Filter the entries below, keeping only lines with the word "roof".

***** Provided material *****

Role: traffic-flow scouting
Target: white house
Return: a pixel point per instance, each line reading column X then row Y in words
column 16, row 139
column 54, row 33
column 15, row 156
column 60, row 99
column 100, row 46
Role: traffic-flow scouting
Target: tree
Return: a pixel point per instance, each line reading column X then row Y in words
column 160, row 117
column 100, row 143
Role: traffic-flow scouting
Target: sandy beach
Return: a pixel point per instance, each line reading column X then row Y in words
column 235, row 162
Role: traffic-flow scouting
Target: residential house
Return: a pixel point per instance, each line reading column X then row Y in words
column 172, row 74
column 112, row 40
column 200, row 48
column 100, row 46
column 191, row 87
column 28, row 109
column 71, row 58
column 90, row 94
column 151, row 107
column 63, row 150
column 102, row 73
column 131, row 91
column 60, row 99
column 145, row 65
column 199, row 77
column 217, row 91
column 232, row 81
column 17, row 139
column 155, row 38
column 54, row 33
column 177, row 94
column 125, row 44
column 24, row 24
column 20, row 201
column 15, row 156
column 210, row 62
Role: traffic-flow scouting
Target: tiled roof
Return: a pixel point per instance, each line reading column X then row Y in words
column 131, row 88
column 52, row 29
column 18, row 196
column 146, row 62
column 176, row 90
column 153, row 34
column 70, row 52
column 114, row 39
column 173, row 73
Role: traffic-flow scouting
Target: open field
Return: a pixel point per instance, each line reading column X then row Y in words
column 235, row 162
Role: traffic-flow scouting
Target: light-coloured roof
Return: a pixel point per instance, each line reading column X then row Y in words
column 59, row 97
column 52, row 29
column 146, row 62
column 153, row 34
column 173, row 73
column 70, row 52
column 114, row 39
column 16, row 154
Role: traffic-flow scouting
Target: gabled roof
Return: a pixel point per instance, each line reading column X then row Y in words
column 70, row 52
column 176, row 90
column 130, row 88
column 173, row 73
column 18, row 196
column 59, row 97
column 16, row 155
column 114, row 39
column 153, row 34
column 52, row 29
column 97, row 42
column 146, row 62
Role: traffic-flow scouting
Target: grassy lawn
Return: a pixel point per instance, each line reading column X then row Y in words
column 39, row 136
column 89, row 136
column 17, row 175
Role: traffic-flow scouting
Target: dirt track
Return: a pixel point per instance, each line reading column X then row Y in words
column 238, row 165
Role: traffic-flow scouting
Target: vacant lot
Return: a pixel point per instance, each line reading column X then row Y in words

*****

Written response –
Target: tiled roof
Target: light-coloured roof
Target: gabled roof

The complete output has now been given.